Reproduce the records from the line with "Every instance of the wall" up to and including the line with "[[177, 332]]", swapping "sandal" for "flip-flop" and leaving everything else unchanged.

Records:

↓

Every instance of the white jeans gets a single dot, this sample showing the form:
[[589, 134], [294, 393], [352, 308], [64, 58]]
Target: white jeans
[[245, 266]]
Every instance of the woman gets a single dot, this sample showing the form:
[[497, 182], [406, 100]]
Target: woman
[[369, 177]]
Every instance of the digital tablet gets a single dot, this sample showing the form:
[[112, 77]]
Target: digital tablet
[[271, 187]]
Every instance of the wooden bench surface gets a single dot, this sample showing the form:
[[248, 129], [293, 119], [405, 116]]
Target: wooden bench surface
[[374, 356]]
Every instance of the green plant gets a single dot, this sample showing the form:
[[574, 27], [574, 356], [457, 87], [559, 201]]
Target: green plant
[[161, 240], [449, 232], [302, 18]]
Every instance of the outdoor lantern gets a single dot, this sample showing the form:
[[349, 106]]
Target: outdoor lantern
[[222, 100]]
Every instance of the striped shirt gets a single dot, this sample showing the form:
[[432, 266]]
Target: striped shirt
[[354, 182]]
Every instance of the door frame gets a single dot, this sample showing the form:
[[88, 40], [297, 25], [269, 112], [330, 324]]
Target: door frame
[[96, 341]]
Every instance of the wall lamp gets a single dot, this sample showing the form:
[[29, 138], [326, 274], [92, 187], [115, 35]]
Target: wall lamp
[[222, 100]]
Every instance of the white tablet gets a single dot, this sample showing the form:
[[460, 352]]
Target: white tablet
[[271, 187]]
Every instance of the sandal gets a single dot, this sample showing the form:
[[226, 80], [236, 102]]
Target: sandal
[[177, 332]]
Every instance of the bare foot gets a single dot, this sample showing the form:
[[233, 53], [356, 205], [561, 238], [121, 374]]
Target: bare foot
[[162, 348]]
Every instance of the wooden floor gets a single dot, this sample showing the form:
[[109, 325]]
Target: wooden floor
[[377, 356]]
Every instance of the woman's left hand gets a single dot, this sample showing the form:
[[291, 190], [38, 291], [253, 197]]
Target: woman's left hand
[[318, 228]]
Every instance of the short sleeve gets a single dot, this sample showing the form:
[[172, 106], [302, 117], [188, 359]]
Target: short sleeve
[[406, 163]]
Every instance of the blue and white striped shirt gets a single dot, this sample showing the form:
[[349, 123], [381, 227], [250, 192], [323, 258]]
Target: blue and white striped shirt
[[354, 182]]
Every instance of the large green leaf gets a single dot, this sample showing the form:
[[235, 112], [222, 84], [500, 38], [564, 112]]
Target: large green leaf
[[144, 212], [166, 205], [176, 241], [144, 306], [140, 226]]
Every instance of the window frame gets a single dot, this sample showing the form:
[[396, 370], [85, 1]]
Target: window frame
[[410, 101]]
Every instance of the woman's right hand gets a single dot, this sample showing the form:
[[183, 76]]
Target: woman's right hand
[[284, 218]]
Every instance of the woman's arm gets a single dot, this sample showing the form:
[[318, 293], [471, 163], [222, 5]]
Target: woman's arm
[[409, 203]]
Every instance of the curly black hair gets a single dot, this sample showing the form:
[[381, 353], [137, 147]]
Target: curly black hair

↑
↓

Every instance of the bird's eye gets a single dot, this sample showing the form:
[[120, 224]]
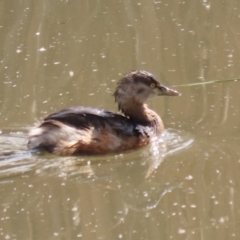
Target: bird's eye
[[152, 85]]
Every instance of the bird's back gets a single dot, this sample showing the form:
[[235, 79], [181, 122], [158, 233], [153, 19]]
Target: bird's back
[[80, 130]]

↑

_ANSWER TO THE EXERCISE_
Every instance of the wall lamp gets a single dot, this sample showing the form:
[[29, 138], [326, 274], [92, 187], [115, 35]]
Target: wall lamp
[[222, 100]]
Every instance of the white tablet gets a single dot, this sample showing the form:
[[460, 352]]
Target: white tablet
[[271, 187]]
Every instance of the flip-flop gets a single dot, this sample showing the form:
[[226, 80], [236, 102]]
Target: flip-flop
[[177, 332]]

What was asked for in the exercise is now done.